> 出典資料:
┌──

ICC オープニング・シンポジウム: 「ネットワーク社会の文化と創造」

サイト左側のところから、動画でシンポジウム全編を視聴できる。
めっちゃおもしろい。


ひきこもりに関しては、54:40 あたりから、それ以後のやり取りなどがキモ。 キーワードは再帰性。 ▼すでにinflorescenciaさんが文字起こししてくださっているが、自分のためにあらためてメモ。

  • 斎藤環 (1:01:45〜)
    • 自己言及ブーム → 社会の心理学化・心理の社会学化 【患者さんが自己解説を始めてしまう】
    • 内省の過剰が社会性の回避につながる。
    • ひきこもっている人は、カルトには絶対行かない。 自分がカルトだから。
    • フロイトのモデルでは、自分の問題の所在を意識化できれば症状は軽減する。 しかし今は逆で、問題意識が高まれば高まるほど問題が大きくなってゆく。 勉強して、病理に詳しくなればなるほど治らなくなってゆく。
    • それゆえ課題はむしろ、「再帰性のサイクルをいかに止めるか」になる。 → 《症状化》*1がキーワード。 ▼強い主体を回復しないで「まったり生きる」ための方法論として、オタク的な文化スタイル(特異なセクシュアリティのあり方)を提案したい。
    • ポストモダン的な再帰性が支配するセカンド・モダンにおいては、主体に過剰な負荷がかかる。 多くの人は受け止めきれない。 再帰性の徹底に相当する部分を担うのはごく少数の人間たち。 あとの者はまったりしろ。 ▼大半の人間には再帰性の徹底よりも、むしろある種の「診断」を下し、「症状化」を肯定した上で再帰性を止めるほうがいい。 「お前らオタクやっとれ、そのほうが問題がなくてよい」――と、エリートたる斎藤環がジャッジした。
    • このような方向性は分野を問わず出てくるが、これは「デモクラシーの危機」といえる。 近代の成熟とは、政治から自由になった人間が再度政治に参加意欲を示すこと、すなわち「選択」に関わろうとする強いオリエンテーション(方向づけ)を持つこと。 「選択に関わるのは少数の人間でいい」というのは、近代の本義に反する。 ▼自分たちが乗っかっているプラットフォームやアーキテクチャが何なのかについては、「理解希望者へのアクセシビリティを保てば良い」という考えがあるが(レッシグ)、やや疑問が残る(アクセスがほとんど起こらない可能性がある)。 これは政治的には重要な話。
  • 斎藤環 (1:21:20〜)

└──

> 演習問題:
A - シンポジウムのメモでは、ひきこもっている人がカルトには絶対行かない理由を何だとしていますか。
B - シンポジウムのメモを、最後の行に続けて書き進めてください。

> 提供情報:
┌──

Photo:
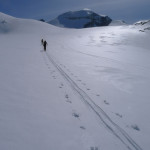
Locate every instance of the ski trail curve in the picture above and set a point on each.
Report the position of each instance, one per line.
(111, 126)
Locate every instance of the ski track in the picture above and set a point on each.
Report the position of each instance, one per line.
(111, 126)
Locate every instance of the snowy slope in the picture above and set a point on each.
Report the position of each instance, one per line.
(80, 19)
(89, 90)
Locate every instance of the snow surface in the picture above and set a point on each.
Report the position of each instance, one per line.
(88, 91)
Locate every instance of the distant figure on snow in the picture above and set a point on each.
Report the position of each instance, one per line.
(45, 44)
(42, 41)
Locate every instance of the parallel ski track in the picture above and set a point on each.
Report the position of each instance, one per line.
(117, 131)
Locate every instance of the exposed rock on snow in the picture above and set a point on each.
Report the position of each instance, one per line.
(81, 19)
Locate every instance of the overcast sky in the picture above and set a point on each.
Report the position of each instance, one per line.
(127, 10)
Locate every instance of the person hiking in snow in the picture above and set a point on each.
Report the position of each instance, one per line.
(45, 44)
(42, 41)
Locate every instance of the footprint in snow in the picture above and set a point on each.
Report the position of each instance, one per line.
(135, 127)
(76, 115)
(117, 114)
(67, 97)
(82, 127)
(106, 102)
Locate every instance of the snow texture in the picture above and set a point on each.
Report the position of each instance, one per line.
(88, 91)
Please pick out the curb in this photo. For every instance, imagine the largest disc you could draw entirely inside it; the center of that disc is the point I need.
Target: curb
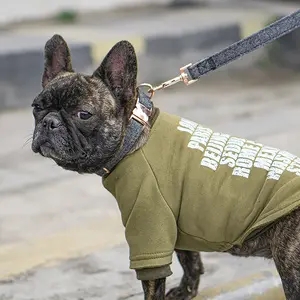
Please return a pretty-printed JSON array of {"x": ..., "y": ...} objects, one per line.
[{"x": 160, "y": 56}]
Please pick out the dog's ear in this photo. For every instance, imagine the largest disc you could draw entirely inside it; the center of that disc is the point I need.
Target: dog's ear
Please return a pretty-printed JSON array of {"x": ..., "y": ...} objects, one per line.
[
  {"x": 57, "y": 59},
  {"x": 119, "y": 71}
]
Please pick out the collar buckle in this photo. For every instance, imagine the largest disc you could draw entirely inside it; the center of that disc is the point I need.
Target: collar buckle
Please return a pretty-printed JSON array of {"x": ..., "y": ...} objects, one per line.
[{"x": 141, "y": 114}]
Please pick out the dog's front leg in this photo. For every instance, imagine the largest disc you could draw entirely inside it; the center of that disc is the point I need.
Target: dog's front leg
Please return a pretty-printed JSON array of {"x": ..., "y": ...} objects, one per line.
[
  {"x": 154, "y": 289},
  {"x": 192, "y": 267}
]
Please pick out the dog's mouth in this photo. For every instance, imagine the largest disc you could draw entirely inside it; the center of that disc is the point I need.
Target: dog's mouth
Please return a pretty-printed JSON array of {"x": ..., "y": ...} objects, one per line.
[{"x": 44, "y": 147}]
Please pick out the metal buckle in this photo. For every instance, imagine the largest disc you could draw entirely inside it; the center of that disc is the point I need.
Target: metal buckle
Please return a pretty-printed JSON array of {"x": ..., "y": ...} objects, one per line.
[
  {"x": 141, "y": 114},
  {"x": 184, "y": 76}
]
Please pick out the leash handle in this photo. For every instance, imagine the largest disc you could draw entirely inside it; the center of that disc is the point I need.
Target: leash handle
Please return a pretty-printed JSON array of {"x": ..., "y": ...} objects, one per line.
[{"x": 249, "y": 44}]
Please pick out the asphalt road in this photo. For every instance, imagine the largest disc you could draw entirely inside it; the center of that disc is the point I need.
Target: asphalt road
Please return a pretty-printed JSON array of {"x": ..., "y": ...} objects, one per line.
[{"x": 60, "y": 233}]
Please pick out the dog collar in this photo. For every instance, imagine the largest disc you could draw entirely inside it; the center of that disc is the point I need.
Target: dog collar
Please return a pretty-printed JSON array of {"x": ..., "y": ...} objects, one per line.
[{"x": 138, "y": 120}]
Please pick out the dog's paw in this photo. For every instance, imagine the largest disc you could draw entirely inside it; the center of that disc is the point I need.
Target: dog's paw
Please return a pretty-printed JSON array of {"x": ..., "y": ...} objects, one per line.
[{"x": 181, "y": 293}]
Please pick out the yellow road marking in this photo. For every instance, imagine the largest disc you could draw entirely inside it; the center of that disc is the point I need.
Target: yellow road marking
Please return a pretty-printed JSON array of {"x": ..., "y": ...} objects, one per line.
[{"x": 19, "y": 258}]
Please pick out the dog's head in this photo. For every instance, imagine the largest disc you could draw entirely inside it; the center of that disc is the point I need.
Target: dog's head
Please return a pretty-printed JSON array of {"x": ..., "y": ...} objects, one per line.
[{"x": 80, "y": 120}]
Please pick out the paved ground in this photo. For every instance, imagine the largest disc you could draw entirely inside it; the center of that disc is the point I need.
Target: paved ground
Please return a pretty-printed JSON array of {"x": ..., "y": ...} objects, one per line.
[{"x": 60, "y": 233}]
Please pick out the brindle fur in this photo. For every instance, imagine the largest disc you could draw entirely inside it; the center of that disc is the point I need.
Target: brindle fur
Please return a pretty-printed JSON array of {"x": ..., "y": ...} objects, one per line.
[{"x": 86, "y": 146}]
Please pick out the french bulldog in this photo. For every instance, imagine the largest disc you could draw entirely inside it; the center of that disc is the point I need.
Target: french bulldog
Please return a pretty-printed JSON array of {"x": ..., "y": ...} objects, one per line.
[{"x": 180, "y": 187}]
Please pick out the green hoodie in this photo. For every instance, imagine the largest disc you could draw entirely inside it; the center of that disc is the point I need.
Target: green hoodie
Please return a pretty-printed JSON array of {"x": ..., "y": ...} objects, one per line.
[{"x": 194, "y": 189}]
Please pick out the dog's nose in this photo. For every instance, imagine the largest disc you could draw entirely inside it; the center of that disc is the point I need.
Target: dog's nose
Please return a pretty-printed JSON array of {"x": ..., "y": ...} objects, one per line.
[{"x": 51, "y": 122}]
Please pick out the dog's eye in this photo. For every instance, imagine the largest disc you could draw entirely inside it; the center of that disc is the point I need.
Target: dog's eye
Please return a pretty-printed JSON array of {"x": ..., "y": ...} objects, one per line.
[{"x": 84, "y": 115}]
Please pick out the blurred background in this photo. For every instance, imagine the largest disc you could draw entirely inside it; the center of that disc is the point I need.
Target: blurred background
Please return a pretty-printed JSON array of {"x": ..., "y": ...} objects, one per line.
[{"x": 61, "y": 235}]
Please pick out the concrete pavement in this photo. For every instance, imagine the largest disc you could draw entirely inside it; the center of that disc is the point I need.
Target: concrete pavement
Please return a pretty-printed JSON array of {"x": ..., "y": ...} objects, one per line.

└──

> 解答:
A - 自分がカルトだからです。

B -
    • じっさいに強い再帰性を生きているのは、制度的なエリートではない。 エリートはむしろ再帰的には考えていない(主体としては立ち上がっているから発言力があるが)。
    • 再帰性に苦しむひきこもりは、いわば「過剰な正常さに苦しめられてしまう」状態。 ▼自分に対しても自己愛で曇らされない仮借ない判断をしてしまうので、どんどん自分を追い詰めてしまう。 もっと、自分に対して甘い考え方とか、自己中心的な考え方をすればいいのだが・・・
  • 藤幡正樹 (1:51:05〜)
    • 「自己言及の一つのスタイルを提示することは、この国では意味があると思っている」
    • 斎藤さんが、「厳しく自己言及することでより病気がひどくなる」と言っていたが、自己言及には方法が必要だと思う。 マリファナをやるときに、宗教的な背景があれば「やり方」を教えてくれる同志が居るが(居ないときにはやってはいけない規則がある)、今の時代はみんな「勝手にやっている」からおかしなことになる*2。 本当はやり方を教わるべきだと思う。 ▼僕は自己言及はすごく危険なことだと思っていて、特に言葉でやると危険だと思う。
    • アーティストがメディアに映る自分に自己言及する際には、リテラシーが必要ではないか。 【→「自己言及のリテラシー
  • 斎藤環 (2:09:50〜)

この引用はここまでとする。